Problem details
Starting with the line that contains "Locate the cordless", copy out each line through the end of the entries below, exactly as written, and nothing else.

Referring expression grounding data:
Start of Block

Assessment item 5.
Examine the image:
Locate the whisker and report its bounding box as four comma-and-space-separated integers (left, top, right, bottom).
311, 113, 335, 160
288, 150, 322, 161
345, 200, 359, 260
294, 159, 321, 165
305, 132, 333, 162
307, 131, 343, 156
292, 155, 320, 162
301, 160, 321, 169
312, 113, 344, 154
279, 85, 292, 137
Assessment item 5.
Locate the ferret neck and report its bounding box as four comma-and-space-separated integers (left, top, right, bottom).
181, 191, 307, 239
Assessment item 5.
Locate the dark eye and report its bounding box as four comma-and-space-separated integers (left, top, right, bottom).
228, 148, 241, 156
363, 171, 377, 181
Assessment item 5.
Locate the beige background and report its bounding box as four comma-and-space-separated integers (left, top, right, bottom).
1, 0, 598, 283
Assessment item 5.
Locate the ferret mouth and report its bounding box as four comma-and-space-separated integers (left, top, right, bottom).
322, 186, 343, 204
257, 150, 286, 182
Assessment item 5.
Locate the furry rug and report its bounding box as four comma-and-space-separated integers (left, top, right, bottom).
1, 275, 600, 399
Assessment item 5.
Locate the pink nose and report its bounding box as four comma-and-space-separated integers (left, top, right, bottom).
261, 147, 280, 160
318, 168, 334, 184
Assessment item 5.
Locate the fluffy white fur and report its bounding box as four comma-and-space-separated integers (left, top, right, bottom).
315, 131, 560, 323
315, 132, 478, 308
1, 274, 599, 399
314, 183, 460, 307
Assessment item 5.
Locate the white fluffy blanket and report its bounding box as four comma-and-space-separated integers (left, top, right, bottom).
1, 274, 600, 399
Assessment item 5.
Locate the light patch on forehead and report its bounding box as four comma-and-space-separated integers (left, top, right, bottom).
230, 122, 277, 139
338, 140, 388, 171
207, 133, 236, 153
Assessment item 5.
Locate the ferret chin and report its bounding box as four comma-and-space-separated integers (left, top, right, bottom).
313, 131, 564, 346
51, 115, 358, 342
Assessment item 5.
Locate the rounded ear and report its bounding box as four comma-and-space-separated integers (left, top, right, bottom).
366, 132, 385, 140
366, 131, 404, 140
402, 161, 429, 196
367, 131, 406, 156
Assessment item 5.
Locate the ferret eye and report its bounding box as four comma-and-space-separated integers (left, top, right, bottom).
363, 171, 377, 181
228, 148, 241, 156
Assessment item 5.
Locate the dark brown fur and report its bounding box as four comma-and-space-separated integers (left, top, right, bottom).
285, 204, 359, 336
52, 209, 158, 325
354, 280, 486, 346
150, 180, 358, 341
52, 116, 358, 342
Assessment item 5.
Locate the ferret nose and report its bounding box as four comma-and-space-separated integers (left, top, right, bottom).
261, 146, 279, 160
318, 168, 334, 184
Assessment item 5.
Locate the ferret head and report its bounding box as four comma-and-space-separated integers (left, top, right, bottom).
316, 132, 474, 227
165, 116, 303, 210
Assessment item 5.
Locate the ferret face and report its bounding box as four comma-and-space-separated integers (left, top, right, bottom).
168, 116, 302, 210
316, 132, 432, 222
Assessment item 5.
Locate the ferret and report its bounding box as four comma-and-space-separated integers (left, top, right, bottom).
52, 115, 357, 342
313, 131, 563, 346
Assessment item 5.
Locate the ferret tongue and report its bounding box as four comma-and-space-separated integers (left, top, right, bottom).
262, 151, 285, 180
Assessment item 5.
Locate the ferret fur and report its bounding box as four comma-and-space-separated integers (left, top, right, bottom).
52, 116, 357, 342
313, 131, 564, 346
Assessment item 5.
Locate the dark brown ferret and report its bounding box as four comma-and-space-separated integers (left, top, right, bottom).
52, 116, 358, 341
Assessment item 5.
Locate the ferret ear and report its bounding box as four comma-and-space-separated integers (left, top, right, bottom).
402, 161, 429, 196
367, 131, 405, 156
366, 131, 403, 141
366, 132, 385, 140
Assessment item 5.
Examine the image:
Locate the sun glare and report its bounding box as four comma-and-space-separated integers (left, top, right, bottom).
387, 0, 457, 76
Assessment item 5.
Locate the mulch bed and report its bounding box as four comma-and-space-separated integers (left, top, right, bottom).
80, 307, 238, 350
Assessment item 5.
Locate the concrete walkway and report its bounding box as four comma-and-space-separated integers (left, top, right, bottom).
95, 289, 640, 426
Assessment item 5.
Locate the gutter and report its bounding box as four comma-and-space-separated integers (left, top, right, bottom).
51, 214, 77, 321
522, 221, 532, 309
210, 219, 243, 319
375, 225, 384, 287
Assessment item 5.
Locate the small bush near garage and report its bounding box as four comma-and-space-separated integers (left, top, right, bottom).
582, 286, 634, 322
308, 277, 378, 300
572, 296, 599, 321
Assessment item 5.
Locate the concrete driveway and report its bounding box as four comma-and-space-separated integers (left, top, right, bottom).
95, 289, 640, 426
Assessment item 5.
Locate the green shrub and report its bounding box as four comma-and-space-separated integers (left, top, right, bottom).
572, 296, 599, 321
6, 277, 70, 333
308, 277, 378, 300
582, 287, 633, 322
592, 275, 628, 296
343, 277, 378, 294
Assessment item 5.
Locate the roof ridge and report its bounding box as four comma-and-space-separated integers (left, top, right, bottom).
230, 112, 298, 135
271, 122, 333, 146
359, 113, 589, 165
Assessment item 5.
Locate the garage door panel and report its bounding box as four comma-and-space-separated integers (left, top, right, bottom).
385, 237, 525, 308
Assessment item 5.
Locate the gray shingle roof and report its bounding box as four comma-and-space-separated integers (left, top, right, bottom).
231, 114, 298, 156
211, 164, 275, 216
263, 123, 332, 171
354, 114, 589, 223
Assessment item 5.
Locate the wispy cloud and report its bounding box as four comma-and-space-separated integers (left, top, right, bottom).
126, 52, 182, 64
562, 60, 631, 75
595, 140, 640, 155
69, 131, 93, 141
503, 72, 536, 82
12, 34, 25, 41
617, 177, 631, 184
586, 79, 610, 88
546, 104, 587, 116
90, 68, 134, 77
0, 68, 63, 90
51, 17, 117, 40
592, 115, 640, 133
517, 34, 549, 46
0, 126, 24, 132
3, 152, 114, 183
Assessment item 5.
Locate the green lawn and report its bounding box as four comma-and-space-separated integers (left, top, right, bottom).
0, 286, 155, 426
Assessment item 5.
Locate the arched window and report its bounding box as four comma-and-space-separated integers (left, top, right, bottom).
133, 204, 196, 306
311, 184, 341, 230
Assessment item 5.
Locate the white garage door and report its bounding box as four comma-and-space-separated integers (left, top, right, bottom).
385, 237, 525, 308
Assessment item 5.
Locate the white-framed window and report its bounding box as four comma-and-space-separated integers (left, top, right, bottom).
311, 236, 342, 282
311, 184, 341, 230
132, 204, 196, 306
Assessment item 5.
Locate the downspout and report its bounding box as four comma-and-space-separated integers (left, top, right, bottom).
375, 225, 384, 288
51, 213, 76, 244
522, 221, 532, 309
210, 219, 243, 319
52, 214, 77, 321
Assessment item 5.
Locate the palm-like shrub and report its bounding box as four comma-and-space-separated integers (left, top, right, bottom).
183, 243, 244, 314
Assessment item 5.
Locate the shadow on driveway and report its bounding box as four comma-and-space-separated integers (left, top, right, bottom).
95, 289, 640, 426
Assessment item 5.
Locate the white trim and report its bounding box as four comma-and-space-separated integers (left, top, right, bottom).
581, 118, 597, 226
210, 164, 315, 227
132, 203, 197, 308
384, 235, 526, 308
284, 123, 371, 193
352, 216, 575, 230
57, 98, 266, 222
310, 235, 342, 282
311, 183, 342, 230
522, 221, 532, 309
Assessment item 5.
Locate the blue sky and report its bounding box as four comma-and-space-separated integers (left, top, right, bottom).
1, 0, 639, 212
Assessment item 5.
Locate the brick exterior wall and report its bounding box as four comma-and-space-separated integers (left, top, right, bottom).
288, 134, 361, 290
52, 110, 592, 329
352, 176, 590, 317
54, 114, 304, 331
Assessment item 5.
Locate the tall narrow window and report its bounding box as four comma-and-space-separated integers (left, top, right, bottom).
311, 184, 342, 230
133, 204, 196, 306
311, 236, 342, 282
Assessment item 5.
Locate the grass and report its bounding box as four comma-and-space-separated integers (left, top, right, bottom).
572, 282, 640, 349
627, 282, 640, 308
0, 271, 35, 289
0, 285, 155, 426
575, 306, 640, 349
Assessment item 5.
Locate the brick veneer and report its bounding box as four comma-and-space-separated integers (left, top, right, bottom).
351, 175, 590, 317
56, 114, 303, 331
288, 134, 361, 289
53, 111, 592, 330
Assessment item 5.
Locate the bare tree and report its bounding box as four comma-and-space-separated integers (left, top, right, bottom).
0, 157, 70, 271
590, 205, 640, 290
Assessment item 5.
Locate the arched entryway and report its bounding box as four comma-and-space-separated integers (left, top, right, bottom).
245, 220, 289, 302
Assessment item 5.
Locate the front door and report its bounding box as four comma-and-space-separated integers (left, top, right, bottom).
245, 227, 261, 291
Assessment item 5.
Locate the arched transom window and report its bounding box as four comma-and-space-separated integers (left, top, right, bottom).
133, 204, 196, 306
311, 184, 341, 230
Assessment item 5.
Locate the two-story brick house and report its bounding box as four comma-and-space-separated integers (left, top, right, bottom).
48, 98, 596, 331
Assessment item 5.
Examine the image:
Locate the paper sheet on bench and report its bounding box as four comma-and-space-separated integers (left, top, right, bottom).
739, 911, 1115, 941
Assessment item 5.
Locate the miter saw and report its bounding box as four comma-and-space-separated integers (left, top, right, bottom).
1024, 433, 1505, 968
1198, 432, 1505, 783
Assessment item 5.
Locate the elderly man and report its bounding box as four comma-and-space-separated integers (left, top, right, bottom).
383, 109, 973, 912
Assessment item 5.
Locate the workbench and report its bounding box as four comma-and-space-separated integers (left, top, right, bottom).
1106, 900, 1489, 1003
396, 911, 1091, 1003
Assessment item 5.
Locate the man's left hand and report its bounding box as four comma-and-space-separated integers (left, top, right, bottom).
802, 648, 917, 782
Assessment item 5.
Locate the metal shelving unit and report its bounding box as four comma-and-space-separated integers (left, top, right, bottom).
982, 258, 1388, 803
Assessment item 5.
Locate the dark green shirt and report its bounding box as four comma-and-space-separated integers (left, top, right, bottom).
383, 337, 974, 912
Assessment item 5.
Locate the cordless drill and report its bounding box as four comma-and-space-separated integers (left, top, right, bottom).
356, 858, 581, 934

End of Block

Output for this exercise
Locate the cordless drill and report its bounding box as four comma-and-space-separated integers (left, top, right, bottom).
356, 858, 581, 934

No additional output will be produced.